== WHAT IS REQUIRED ==
Can you gather every row below that contains the string "door"? Treat uppercase and lowercase as different.

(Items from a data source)

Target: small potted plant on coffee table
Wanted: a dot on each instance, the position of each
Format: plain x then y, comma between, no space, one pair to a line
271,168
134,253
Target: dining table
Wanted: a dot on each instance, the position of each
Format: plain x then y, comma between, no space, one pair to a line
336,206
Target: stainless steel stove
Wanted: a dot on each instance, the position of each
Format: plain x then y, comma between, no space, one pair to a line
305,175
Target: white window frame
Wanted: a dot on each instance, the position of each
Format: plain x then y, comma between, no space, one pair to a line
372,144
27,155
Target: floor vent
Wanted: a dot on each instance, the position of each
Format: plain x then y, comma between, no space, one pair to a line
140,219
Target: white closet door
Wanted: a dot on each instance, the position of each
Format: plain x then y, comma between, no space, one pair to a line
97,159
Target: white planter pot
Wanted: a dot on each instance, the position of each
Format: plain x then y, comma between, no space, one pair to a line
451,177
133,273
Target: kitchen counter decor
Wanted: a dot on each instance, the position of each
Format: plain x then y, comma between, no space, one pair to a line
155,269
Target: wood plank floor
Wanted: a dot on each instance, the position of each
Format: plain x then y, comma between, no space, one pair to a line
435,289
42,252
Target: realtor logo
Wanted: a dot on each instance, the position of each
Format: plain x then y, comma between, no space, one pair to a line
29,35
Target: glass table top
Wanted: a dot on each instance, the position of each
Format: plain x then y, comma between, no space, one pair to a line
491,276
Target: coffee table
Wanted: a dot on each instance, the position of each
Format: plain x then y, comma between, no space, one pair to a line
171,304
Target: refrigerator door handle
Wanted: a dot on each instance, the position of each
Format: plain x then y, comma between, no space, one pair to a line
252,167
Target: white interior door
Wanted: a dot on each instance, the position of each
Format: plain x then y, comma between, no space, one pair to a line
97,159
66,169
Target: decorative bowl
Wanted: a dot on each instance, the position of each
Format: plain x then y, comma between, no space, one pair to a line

...

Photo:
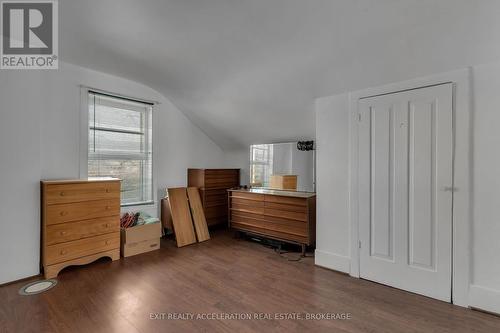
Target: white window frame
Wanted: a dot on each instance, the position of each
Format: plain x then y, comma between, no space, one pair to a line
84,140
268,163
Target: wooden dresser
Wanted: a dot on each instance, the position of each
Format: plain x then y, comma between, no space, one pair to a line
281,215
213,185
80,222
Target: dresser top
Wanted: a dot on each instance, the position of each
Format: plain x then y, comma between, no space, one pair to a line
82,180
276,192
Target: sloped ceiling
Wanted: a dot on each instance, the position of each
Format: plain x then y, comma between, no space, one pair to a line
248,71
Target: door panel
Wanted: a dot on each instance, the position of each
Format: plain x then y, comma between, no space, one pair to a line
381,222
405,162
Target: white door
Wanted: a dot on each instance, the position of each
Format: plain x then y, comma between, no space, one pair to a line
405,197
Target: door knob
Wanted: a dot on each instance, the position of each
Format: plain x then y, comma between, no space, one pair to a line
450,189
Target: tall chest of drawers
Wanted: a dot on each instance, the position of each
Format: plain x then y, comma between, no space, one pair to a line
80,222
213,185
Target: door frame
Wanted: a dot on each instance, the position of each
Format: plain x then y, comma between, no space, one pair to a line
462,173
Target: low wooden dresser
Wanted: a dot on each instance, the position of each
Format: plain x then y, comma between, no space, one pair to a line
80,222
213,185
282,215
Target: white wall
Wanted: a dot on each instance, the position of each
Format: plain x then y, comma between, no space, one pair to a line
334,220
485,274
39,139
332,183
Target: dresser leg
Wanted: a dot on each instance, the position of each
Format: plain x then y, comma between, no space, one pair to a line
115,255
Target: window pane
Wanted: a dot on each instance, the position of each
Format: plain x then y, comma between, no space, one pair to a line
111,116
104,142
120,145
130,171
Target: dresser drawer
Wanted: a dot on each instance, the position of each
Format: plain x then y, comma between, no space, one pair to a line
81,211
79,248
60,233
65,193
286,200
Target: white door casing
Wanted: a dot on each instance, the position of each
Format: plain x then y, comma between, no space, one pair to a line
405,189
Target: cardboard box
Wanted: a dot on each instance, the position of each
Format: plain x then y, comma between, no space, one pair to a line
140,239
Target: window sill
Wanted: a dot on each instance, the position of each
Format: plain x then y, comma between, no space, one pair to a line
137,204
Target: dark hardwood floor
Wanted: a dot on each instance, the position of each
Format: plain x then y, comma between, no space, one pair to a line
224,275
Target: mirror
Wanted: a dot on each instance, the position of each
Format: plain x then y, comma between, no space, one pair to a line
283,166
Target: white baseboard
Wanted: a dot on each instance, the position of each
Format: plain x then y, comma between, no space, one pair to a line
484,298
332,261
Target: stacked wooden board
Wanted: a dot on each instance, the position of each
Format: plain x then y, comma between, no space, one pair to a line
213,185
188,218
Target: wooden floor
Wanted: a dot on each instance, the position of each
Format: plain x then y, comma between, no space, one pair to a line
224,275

== EXERCISE OUTPUT ==
Target: white closet door
Target: refrigerator door handle
Target: white interior door
Target: door panel
Target: white door
Target: door knob
Target: door frame
Target: white door casing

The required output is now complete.